■ What this task involves:
Take the line that contains "Every instance of the blue ship" as the first line and the last line of the material below as the final one; reproduce exactly the lines between, inclusive.

## START

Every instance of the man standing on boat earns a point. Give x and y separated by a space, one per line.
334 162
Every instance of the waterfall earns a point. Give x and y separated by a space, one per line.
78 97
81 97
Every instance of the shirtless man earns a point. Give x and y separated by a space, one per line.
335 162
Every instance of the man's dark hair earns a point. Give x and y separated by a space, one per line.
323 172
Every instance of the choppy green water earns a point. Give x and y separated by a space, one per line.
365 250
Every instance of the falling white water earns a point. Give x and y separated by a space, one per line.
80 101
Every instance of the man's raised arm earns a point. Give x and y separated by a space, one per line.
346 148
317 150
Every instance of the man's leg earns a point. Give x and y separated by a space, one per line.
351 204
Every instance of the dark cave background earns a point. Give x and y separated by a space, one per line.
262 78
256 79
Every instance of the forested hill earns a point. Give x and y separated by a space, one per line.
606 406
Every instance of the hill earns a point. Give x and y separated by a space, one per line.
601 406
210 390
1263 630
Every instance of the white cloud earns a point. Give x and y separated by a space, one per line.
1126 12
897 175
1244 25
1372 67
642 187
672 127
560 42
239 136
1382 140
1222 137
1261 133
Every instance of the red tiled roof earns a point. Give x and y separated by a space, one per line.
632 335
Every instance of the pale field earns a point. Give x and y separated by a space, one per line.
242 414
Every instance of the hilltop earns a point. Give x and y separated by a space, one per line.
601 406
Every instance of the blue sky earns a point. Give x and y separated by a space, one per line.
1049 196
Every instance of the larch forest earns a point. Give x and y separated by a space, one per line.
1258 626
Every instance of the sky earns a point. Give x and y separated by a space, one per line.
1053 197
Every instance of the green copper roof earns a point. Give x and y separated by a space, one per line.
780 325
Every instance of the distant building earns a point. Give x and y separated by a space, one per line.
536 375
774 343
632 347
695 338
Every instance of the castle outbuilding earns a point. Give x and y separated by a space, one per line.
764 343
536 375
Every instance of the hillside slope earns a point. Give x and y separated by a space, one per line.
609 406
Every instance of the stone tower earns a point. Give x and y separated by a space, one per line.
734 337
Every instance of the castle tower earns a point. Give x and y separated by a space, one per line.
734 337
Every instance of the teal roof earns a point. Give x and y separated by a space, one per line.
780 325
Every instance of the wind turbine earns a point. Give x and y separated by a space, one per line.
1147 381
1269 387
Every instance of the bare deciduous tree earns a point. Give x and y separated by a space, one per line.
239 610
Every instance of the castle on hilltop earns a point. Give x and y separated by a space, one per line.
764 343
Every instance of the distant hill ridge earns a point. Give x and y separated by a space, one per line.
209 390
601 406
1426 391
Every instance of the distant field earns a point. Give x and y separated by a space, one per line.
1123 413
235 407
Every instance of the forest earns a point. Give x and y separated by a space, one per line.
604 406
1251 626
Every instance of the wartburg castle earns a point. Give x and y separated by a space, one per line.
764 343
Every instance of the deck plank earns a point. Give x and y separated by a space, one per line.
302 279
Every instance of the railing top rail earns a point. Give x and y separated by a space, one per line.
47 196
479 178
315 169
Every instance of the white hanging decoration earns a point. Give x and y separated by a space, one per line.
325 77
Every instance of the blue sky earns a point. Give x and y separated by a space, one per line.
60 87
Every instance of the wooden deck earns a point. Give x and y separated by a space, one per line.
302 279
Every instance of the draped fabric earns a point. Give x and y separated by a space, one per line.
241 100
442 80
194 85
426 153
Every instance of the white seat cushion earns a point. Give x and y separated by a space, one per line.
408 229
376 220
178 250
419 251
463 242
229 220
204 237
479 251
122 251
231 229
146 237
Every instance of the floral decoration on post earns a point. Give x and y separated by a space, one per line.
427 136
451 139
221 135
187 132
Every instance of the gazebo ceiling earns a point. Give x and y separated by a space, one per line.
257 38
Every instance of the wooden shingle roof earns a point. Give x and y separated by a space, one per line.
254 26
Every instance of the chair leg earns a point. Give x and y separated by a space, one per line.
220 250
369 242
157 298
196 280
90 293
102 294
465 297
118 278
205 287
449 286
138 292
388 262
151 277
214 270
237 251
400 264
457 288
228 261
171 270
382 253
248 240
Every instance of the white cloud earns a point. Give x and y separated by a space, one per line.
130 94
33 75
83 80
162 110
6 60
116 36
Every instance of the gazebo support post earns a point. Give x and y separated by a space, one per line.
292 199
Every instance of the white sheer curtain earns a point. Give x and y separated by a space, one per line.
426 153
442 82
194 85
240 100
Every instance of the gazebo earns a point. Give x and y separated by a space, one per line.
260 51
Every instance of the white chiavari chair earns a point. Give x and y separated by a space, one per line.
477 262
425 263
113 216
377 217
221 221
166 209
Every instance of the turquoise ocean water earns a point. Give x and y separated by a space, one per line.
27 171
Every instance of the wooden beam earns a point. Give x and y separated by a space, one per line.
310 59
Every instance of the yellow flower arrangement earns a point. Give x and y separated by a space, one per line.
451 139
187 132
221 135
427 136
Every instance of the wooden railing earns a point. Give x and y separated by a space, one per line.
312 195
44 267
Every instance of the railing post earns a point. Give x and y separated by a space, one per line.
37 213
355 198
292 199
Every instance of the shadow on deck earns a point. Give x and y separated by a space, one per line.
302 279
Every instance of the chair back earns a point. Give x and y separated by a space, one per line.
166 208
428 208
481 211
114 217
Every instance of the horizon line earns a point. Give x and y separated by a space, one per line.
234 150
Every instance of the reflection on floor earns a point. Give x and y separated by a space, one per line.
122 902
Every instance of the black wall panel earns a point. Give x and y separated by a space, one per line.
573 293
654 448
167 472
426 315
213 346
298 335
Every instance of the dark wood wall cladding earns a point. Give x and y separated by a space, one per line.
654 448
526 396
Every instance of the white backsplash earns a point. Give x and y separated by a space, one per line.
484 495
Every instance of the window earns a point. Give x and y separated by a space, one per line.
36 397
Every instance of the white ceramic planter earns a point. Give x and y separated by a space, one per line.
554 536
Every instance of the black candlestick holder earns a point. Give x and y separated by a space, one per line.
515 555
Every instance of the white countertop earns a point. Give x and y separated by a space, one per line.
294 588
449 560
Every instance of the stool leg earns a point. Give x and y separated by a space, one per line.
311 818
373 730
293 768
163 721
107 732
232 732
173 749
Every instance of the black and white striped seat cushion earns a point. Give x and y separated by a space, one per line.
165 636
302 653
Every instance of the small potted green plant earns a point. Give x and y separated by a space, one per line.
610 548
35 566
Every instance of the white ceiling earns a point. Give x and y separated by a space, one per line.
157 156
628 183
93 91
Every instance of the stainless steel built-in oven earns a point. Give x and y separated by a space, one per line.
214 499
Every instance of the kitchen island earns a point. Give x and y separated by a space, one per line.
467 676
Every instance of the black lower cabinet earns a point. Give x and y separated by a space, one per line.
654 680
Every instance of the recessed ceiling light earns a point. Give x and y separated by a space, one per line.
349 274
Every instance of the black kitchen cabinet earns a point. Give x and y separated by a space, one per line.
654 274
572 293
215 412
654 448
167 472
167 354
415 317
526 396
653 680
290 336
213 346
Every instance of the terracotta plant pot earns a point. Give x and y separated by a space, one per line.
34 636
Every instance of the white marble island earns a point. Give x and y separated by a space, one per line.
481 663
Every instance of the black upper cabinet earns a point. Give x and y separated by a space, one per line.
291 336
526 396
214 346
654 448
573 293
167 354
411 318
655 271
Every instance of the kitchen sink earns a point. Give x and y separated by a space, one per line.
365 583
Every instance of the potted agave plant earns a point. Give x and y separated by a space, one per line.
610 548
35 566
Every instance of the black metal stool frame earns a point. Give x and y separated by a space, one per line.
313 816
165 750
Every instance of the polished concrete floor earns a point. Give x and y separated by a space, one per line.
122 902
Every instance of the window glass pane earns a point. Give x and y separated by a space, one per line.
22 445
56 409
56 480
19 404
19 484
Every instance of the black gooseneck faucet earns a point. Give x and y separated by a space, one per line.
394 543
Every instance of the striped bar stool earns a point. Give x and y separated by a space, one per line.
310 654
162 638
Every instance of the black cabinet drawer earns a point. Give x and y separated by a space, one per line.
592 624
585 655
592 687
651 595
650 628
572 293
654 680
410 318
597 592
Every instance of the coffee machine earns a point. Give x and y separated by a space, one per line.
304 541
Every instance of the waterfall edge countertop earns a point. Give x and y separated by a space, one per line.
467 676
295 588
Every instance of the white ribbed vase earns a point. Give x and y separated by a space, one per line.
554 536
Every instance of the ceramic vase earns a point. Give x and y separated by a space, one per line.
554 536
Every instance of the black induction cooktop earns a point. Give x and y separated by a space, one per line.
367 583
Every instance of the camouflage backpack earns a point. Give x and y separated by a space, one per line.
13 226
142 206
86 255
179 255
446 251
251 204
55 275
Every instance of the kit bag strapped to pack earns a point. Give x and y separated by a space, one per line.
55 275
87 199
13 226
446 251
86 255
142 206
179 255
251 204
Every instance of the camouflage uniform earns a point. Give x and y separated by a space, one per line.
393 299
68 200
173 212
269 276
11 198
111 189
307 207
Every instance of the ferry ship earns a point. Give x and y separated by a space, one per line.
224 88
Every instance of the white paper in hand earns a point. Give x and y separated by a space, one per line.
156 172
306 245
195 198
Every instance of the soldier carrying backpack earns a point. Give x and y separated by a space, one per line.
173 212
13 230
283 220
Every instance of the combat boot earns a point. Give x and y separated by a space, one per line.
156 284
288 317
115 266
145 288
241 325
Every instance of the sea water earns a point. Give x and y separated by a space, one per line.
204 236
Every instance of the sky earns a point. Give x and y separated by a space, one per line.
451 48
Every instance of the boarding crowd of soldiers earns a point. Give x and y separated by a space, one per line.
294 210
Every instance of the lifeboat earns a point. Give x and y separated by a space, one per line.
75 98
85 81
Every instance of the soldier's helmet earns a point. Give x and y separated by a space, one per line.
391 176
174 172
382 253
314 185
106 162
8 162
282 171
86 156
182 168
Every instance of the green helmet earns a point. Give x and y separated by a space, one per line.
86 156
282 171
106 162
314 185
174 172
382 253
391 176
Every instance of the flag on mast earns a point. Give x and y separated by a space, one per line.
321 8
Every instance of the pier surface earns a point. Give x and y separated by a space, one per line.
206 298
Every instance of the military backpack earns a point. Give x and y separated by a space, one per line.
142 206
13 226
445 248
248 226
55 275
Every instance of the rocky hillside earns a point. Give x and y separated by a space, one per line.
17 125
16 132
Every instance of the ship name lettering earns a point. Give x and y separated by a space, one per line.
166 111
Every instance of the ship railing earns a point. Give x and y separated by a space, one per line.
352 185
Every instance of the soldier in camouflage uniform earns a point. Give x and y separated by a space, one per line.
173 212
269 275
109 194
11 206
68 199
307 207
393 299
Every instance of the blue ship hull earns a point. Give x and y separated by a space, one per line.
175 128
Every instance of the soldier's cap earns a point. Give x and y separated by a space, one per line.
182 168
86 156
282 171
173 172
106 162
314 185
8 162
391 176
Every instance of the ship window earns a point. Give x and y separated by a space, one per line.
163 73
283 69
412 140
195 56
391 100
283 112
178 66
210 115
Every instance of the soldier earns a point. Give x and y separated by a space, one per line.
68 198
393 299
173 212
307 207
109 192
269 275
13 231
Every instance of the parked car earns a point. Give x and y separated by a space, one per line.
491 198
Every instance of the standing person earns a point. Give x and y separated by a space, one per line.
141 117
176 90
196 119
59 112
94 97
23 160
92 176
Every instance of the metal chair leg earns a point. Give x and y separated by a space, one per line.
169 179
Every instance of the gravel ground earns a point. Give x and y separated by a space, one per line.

## END

■ Exercise solution:
Every instance of the blue ship hull earns a point. Give x and y separated by a space, one per line.
175 128
Every instance of the soldier's cap earns a point. Give x and y separated by a space, one per line.
182 168
86 156
282 171
173 172
106 162
314 185
8 162
391 176
Every instance of the ship window earns a point. Give x and y separated by a space, one per line.
163 73
283 69
412 140
195 56
391 100
283 112
178 66
210 115
Every instance of the soldier earns a point. Give x and y separated by a space, one per line.
68 198
393 299
173 212
307 207
109 192
269 275
13 231
Every instance of the parked car earns a point. Give x and y separated by a space, one per line.
491 198
Every instance of the standing person earns a point. Give x and y separated by a space, one per line.
141 117
176 90
196 119
59 112
94 97
23 160
92 176
Every instance of the metal chair leg earns a point. Give x and y separated by a space, one per line.
169 179
Every instance of the gravel ground earns a point. Give x and y separated by a space, one per line.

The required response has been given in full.